## Exercise passage
"""

During the first quarter of 2020, Crypsis has seen a unique spike of over a dozen Citrix Application Delivery Controller (“ADC”), formerly known as NetScaler ADC, investigations. As most are aware by now, unauthenticated attackers were able to perform arbitrary code execution on these Citrix ADC systems due to a directory traversal vulnerability (CVE-2019-19781). These cases have presented many unique challenges, as few examiners have had experience with FreeBSD-based Linux investigations. The appliances themselves tend to have a very limited amount of logging due to default log retention policies, and relatively obscure file systems to boot. This is especially relevant, as these investigations continued far beyond the timeframe of the initial exploits that began in early January. Regardless, we’ve been able to successfully answer our clients’ questions and remediate these intrusions. Much has been blogged about regarding these exploits technically, and we don’t want to duplicate those efforts. For more technical information CVE-2019-19781, we recommend you read the Citrix Security Bulletin. Instead, we thought we’d share issues from our client investigations that have caused headaches and cost them many sleepless nights, as well as lessons learned that may help others resolve these attacks.

"""

## Problem
Carry on the post on Citrix ADC investigations, starting right after its final sentence. The material that comes next is separate from the post on Citrix ADC investigations.

## Data provided
"""

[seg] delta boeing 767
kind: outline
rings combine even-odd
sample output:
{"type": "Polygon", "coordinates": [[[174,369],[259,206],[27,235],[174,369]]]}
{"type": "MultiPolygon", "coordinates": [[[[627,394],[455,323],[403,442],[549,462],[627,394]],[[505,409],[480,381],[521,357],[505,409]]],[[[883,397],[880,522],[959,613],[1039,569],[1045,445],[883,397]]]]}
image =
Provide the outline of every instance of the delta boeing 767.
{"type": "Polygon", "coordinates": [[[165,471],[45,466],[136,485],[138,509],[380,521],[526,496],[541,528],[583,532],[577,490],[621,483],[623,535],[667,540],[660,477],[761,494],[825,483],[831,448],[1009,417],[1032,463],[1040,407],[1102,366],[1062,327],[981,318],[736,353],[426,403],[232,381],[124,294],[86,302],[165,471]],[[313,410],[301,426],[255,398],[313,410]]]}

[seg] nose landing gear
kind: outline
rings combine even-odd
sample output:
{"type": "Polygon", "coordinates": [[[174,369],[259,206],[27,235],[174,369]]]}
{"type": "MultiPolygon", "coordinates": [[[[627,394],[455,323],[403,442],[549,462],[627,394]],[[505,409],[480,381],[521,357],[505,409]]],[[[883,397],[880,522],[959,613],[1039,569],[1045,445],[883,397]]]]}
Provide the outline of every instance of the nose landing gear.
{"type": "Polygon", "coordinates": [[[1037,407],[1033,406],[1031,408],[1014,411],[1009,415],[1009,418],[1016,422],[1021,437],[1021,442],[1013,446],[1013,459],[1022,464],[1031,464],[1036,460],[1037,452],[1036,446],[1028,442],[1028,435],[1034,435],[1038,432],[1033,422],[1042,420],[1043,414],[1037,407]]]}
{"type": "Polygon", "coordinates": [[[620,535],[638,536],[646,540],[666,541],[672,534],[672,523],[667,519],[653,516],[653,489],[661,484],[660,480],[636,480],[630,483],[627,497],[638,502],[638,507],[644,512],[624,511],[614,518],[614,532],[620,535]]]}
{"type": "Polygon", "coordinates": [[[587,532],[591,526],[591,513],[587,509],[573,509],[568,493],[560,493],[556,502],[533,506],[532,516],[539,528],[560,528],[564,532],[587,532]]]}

"""

## Task result
Before diving into the lessons learned, we want to share the kinds of malicious activity we’ve seen from our forensic investigations. If a company used one of these ADC appliances, chances are it has been scanned or exploited. We’ve helped clients from the healthcare industry, local governments, aviation companies, managed security service providers (MSSPs), and more. From a forensic investigations standpoint, Crypsis has seen cryptominers, system backdoors, web shells, ransomware (including the previously unseen “Ragnarok” ransomware), and payloads executed to steal credentials, private certificates, and TLS/SSL keys – all from exploiting this one vulnerability! We’ve observed some attackers even remove the vulnerable scripts themselves so others couldn’t exploit the same system.
Lesson 1: Official Citrix Mitigations Didn’t Work
Prior to releasing a patch, Citrix released official mitigation steps to prevent CVE-2019-19781 from being exploited. However, they also acknowledged that there were NetScaler software versions that wouldn’t be helped by the mitigation steps, namely, 220.127.116.11. In practice, Crypsis saw customers on other versions deploy the mitigations unsuccessfully. To their surprise days later, these same customers were notified by the FBI that they were still infected. Furthermore, there was a false sense of security even with the mitigation steps and the official patch. These mitigations and eventual patches only secured the vulnerability itself; many exploits took things a step further by installing backdoors and cryptominers as well as stealing credentials that could be used to access other systems. The damage was already done. Clients mitigated and patched, without realizing threat actors had already gained persistent access to their environment.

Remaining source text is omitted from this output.